Text passage:
::::
Preaching can become arduous. There are times when, with all the varied responsibilities of weekday parish duties, Sunday arrives suddenly and it is time once again to deliver a message.
One of the ways I have discovered (through more than four decades of preaching) to alleviate some of the pressure is to periodically deliver a series of sermons on a single theme.
There are several reasons why I feel this method of preaching has tremendous value. In the first place, planning a series of four or five sermons over the coming weeks means you don’t have to be concerned with finding a text or a subject for next Sunday’s message.
Second, sermons build. Running across an apt illustration that doesn’t fit next Sunday’s message might be apropos for the third week hence if you are preparing a series.
Third, building upon a single theme for several weeks feeds the faith of the congregation. Week after week the preacher can dwell on a specific aspect of the Christian life, helping make stick what might not be so effective in the lives of his people if he only occasionally mentions it. As Isaiah wrote: “For precept must be upon precept … line upon line … here a little and there a little” (Isa. 28:10).
::::
Input data:
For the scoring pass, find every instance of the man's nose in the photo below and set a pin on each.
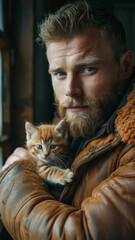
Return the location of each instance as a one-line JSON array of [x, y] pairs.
[[73, 86]]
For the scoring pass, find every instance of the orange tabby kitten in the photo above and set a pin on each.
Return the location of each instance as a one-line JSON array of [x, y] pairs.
[[48, 145]]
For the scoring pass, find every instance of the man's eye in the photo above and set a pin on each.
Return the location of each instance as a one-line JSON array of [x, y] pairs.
[[39, 147], [89, 69], [60, 74]]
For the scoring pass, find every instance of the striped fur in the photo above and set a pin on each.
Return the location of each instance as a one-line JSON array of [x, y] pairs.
[[48, 146]]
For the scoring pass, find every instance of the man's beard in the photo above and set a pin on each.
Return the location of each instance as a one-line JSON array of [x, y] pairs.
[[87, 123]]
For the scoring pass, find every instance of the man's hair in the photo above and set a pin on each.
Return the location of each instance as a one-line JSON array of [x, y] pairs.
[[73, 18]]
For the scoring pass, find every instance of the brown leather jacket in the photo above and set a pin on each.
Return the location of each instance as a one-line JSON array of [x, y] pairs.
[[98, 204]]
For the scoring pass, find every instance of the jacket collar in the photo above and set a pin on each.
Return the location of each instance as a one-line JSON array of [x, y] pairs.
[[115, 123]]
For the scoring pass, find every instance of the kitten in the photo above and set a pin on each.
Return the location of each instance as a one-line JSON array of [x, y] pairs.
[[48, 144]]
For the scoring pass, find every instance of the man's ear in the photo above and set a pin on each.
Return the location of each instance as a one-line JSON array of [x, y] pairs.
[[126, 64]]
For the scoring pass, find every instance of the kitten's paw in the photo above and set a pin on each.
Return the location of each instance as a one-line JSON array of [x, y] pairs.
[[68, 176]]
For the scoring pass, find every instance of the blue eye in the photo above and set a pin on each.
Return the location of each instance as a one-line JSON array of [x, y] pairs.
[[89, 69], [60, 74], [39, 147]]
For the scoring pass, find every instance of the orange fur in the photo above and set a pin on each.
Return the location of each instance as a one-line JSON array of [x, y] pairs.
[[49, 157]]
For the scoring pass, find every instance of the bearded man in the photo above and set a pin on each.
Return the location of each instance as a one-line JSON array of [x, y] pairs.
[[93, 80]]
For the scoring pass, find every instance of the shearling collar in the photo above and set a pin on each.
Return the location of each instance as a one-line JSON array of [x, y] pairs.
[[116, 121], [125, 121]]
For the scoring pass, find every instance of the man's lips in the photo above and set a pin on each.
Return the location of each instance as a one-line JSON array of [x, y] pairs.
[[78, 108]]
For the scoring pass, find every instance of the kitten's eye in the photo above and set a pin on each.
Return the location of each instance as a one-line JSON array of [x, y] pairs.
[[53, 146], [39, 147]]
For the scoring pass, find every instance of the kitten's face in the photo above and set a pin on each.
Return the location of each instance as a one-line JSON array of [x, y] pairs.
[[45, 141]]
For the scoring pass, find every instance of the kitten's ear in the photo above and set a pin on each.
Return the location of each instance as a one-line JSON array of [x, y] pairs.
[[61, 129], [30, 130]]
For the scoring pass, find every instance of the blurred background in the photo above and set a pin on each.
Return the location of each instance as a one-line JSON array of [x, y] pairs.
[[25, 86]]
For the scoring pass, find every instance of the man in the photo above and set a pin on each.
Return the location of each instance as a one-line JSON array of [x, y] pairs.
[[92, 77]]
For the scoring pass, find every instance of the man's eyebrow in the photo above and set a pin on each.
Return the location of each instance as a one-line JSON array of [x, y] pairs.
[[53, 69], [88, 60], [81, 62]]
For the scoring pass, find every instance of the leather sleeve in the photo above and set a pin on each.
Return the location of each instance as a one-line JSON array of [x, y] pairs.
[[29, 212]]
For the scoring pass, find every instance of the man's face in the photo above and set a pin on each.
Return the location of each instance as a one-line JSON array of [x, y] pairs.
[[85, 79]]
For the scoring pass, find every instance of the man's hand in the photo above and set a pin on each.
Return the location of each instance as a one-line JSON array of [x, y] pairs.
[[18, 154]]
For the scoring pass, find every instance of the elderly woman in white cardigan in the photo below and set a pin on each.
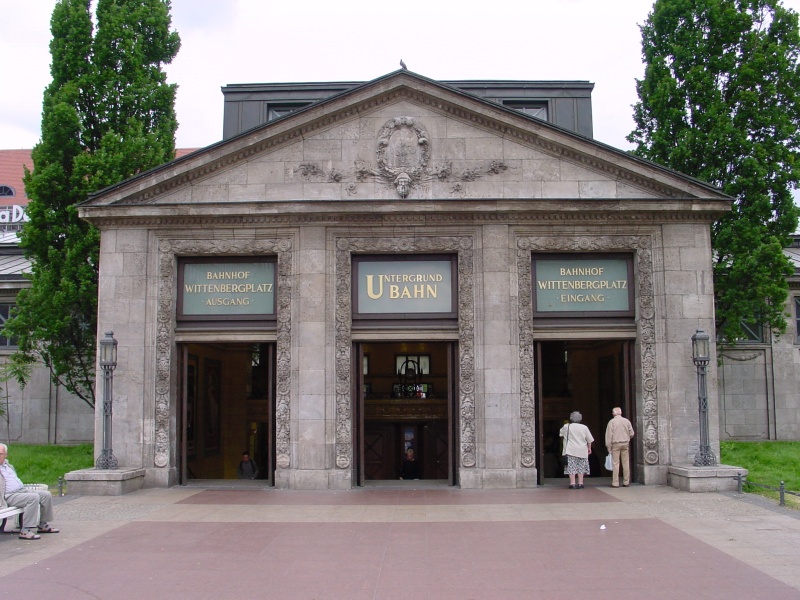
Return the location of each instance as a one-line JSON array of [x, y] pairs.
[[577, 448], [37, 505]]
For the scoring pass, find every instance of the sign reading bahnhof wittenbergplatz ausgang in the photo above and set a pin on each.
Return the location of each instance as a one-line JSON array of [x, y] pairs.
[[572, 285], [405, 287], [228, 289]]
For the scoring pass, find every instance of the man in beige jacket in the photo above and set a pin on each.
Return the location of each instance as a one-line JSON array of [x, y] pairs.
[[619, 433]]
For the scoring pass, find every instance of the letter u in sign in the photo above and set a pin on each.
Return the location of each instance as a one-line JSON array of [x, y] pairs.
[[371, 287]]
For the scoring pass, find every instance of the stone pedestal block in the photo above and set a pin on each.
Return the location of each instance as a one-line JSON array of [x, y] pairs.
[[527, 478], [718, 478], [102, 482]]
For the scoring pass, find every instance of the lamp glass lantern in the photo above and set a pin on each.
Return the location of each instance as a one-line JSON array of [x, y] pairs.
[[108, 351], [700, 348]]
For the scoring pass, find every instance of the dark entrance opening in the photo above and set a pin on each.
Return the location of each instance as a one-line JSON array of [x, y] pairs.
[[404, 399], [226, 407], [590, 376]]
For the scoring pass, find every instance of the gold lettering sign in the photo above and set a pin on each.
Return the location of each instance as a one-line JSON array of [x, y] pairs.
[[228, 289], [404, 287], [581, 285]]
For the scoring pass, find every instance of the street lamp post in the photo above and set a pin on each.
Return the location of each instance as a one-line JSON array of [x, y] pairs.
[[700, 356], [108, 362]]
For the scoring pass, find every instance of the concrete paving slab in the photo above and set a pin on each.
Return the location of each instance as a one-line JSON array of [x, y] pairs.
[[548, 542]]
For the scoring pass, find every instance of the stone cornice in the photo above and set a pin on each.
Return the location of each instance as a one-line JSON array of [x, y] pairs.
[[545, 138]]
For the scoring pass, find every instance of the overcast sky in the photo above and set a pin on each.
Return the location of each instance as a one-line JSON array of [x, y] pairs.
[[250, 41]]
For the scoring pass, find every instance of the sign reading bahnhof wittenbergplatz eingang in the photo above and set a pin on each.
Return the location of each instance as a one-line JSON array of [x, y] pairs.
[[585, 285], [228, 289]]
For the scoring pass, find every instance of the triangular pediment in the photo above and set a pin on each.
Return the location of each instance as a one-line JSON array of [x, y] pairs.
[[403, 137]]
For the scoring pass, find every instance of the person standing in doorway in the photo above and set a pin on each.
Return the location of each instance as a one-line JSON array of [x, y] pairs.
[[577, 448], [619, 433]]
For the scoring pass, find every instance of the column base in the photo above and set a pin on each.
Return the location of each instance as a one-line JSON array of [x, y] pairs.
[[104, 482], [689, 478]]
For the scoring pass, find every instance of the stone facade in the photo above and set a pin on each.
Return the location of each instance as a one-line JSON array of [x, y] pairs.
[[485, 184]]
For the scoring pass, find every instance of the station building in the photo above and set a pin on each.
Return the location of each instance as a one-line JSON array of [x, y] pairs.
[[360, 268]]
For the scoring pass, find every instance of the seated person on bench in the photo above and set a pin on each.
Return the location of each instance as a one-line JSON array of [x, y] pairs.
[[37, 505]]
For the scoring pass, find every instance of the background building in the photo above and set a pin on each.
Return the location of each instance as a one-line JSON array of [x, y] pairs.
[[41, 412]]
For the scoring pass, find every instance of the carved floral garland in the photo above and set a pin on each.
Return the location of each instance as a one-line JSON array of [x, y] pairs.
[[168, 251]]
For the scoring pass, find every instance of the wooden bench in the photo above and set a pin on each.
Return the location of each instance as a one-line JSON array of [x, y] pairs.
[[13, 511], [7, 512]]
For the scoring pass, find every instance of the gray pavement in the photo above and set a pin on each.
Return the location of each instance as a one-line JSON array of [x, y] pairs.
[[410, 542]]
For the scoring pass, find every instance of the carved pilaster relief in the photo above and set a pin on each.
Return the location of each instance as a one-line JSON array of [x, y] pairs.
[[169, 250], [345, 248], [642, 247]]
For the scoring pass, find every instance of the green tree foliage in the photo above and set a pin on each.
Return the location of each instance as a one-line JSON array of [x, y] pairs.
[[720, 101], [107, 115]]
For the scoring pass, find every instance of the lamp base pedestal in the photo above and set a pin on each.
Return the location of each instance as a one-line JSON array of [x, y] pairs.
[[716, 478], [104, 482]]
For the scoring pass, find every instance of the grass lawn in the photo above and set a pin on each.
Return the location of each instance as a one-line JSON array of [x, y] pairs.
::::
Tasks:
[1] List every reason the article on preaching gives for delivering a series of sermons on a single theme.
[2] Print the part of the article on preaching that opens with the words containing "One of the ways" and closes with "a single theme.".

Answers to each task:
[1]
1. Planning a series of four or five sermons over the coming weeks means you don't have to be concerned with finding a text or a subject for next Sunday's message.
2. Sermons build: an illustration that doesn't fit next Sunday's message might fit the third week hence.
3. Building upon a single theme for several weeks feeds the faith of the congregation.

[2]
One of the ways I have discovered (through more than four decades of preaching) to alleviate some of the pressure is to periodically deliver a series of sermons on a single theme.